[PROMPT 1] In the rescue article, write out the passage from "In his 22-year" to "was bleeding profusely." word for word.
[PROMPT 2] List every place name that appears in the rescue article, giving each one once.
[PROMPT 3]
Answer these questions from the rescue article:
(a) Which squadron carried out the rescue operation?
(b) How many years long is Tremblay's military career?
(c) What model of plane was Preusche flying?

[EXTRACT PROVIDED]
━━━━━━━━━━━━━━━━━━━━

Published: October 18, 2005

Murray Preusche’s angels didn’t come down from the clouds with wings and harps, but rather parachutes and first-aid kits.

“I thought angels were dressed in white, but these guys were dressed in orange,” said Preusche, who was reunited with Sgt. Jean Tremblay and Master Cpl. Paul Lloyd yesterday for the first time since the two men saved his life after his plane crashed on the side of a mountain just west of Penticton June

It was one of the most daring rescue operations ever executed by the 442 Search and Rescue Squadron. There were no openings in the thick forest for a helicopter to drop the Search and Rescue Technicians (SAR Techs) so the men had to make a low-level jump from a Buffalo search plane.

At 1,800 feet, they parachuted out over the crash site and plunged into the forest canopy. Their chutes caught the top of the trees and they dangled there before repelling 70 feet to the forest floor.

“I remember thinking at the time that all that training paid off because I just felt confident and calm,” said Lloyd.

In his 22-year military career, it was the first time Tremblay had taken such an jump outside training.

“This is definitely one of the highlights [in terms] of rescue missions,” he said. “It’s a big deal. It’s not a mission you get to do often.”

After hitting the forest floor, Lloyd and Tremblay then crashed through the thick underbrush of fallen trees to reach Preusche, who managed to scramble out of his plane and was bleeding profusely.

“Those trees just weren’t going to stop them; it sounded like a tank coming,” said Preusche, who was on his way from Lethbridge to Port Alberni when the late-spring crash occurred. He was just west of Penticton when his Velocity RG plane was getting boxed in by clouds. He tried to climb out when he entered a flat spin. He said he managed to gain control but the ground was 100 feet too close.

━━━━━━━━━━━━━━━━━━━━

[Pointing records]

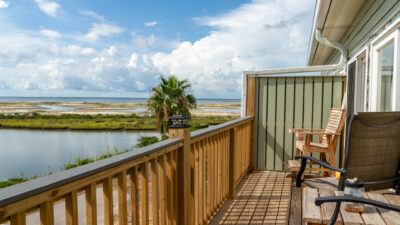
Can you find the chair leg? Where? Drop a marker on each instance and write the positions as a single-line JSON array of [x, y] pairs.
[[323, 158], [332, 159], [293, 175]]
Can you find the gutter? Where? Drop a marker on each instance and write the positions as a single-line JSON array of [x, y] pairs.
[[320, 39]]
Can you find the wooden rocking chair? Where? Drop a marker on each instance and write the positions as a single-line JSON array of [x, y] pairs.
[[327, 141]]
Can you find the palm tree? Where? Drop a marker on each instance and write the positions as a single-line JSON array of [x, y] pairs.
[[170, 97]]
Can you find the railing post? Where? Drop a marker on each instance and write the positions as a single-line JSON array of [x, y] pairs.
[[183, 170], [232, 182]]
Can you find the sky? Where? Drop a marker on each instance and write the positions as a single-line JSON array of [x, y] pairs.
[[102, 48]]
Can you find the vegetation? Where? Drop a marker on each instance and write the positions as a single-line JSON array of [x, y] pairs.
[[170, 97], [144, 141], [77, 161], [97, 122]]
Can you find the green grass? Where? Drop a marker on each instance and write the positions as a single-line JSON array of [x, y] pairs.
[[97, 122]]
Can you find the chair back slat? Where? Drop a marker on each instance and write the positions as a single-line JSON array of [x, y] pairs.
[[374, 150], [336, 122]]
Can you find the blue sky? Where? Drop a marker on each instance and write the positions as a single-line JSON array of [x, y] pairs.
[[120, 48]]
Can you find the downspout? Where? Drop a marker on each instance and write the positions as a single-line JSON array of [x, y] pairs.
[[342, 63]]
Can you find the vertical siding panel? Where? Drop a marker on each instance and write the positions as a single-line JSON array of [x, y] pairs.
[[271, 124], [280, 126], [289, 114], [317, 110], [337, 103], [299, 101], [262, 124], [308, 102], [327, 101]]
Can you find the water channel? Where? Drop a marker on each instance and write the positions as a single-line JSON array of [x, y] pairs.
[[36, 152]]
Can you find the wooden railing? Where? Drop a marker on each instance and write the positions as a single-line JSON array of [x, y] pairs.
[[150, 185]]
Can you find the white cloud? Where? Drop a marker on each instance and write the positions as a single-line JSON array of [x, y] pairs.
[[92, 14], [258, 35], [102, 30], [4, 4], [52, 34], [151, 24], [75, 50], [50, 8], [141, 42]]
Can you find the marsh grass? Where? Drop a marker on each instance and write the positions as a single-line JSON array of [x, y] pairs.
[[80, 160], [97, 122]]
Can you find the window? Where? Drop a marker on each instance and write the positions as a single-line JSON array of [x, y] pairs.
[[385, 77], [385, 72]]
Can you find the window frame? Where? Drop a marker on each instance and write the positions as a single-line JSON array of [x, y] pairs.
[[363, 99], [383, 40]]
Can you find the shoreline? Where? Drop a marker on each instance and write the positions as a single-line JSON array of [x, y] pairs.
[[127, 108]]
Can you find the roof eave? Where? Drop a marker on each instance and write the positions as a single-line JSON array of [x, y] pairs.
[[320, 15]]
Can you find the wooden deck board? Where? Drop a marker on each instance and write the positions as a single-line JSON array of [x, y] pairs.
[[264, 198]]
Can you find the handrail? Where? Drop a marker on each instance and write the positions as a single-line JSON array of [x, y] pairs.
[[218, 127], [27, 189]]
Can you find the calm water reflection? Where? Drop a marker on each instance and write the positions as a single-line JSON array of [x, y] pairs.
[[33, 152]]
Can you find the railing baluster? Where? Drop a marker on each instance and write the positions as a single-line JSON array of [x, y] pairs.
[[196, 183], [175, 185], [18, 219], [71, 208], [122, 204], [144, 176], [192, 187], [46, 213], [91, 204], [154, 191], [108, 201], [201, 182], [163, 181], [133, 181], [218, 159], [170, 196], [208, 161]]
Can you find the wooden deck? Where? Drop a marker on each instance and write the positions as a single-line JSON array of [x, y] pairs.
[[262, 198]]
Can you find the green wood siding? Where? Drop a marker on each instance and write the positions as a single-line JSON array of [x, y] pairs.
[[287, 102]]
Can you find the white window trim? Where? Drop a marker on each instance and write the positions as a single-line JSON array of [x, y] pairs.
[[361, 53], [391, 36]]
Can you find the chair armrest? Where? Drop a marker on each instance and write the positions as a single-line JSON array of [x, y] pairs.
[[304, 159], [321, 200], [295, 130], [317, 133]]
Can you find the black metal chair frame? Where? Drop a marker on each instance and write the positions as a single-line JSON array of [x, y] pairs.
[[340, 199]]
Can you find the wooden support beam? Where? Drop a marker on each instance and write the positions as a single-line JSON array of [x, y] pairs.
[[91, 204], [71, 208], [184, 174]]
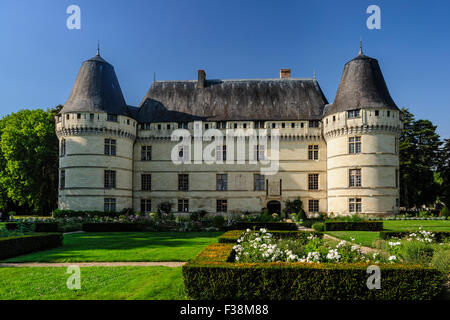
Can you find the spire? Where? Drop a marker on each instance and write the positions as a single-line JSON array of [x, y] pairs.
[[360, 46]]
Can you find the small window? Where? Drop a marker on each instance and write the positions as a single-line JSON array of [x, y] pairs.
[[110, 179], [183, 182], [146, 205], [259, 182], [110, 205], [313, 205], [146, 153], [354, 178], [313, 152], [183, 205], [111, 117], [313, 181], [146, 182], [221, 182], [221, 206], [354, 205]]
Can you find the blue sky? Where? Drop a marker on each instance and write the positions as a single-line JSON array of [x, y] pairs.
[[40, 57]]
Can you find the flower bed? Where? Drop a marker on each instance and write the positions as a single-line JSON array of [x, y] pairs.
[[212, 276], [353, 226], [16, 246]]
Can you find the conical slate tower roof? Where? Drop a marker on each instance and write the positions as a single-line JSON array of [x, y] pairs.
[[362, 86], [96, 89]]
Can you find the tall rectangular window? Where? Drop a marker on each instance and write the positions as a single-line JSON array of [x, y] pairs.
[[221, 153], [146, 205], [111, 117], [313, 152], [313, 205], [354, 178], [146, 153], [354, 205], [221, 206], [259, 182], [259, 152], [62, 183], [313, 181], [63, 147], [222, 182], [353, 113], [110, 147], [183, 182], [354, 145], [183, 205], [110, 179], [110, 205], [146, 182]]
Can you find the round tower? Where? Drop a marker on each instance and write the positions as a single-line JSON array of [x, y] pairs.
[[96, 134], [362, 127]]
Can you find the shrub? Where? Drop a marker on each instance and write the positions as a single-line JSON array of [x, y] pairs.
[[265, 225], [318, 226], [211, 277], [218, 221], [15, 246], [354, 226], [439, 236]]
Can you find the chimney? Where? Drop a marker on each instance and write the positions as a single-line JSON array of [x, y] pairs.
[[285, 73], [201, 79]]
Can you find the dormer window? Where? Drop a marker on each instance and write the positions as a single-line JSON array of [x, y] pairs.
[[354, 113], [111, 117]]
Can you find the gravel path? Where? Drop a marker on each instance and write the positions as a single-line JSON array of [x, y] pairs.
[[93, 264]]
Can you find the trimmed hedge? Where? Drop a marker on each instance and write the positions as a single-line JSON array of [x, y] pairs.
[[112, 227], [210, 276], [440, 236], [353, 226], [16, 246], [266, 225], [233, 235]]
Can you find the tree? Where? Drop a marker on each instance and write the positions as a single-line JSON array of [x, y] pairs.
[[29, 160], [419, 158]]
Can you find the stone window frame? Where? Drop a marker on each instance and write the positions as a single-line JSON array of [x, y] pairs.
[[313, 181], [222, 205], [221, 182], [110, 179], [183, 182], [183, 205], [313, 152], [355, 178], [355, 205]]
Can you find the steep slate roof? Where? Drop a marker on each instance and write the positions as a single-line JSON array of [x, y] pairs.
[[228, 100], [362, 86], [96, 89]]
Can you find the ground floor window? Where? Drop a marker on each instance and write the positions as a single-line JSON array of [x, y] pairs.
[[354, 205], [222, 206], [183, 205], [313, 205], [146, 205], [110, 204]]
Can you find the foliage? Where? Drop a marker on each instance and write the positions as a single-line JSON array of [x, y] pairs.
[[210, 277], [29, 160], [419, 156], [19, 245], [357, 226]]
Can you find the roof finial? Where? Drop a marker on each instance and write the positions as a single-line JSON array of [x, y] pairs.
[[360, 45]]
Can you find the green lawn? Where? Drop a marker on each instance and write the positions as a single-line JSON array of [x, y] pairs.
[[124, 246], [97, 283]]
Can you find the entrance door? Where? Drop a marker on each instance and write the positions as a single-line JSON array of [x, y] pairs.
[[274, 207]]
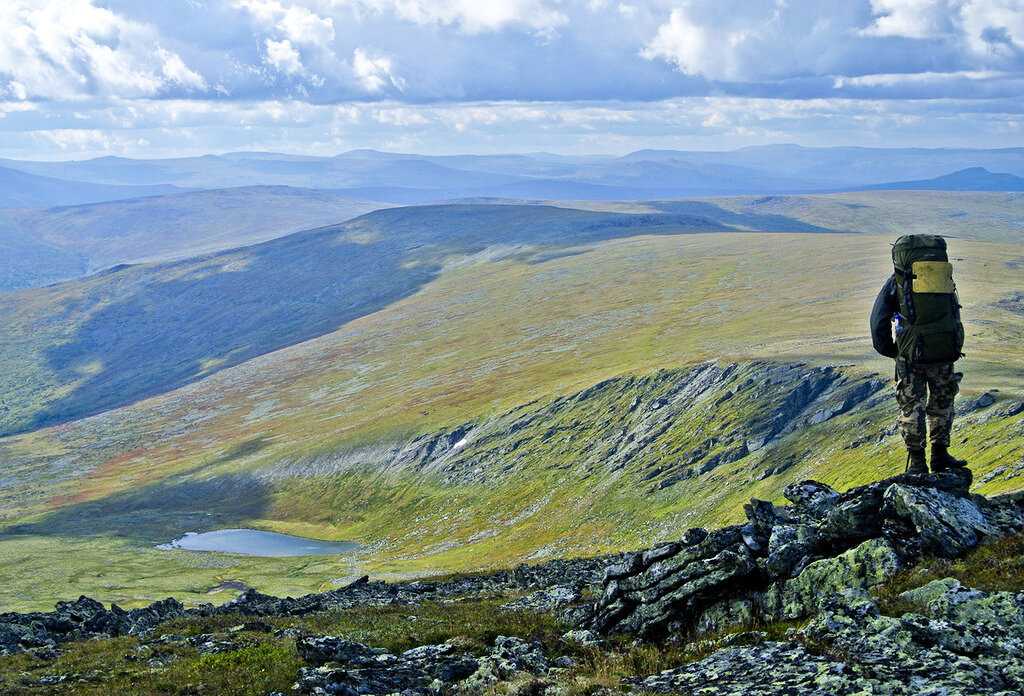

━━━━━━━━━━━━━━━━━━━━

[FULL RESPONSE 1]
In his 22-year military career, it was the first time Tremblay had taken such an jump outside training.

“This is definitely one of the highlights [in terms] of rescue missions,” he said. “It’s a big deal. It’s not a mission you get to do often.”

After hitting the forest floor, Lloyd and Tremblay then crashed through the thick underbrush of fallen trees to reach Preusche, who managed to scramble out of his plane and was bleeding profusely.

[FULL RESPONSE 2]
Penticton
Lethbridge
Port Alberni

[FULL RESPONSE 3]
(a) The 442 Search and Rescue Squadron.
(b) 22 years.
(c) A Velocity RG.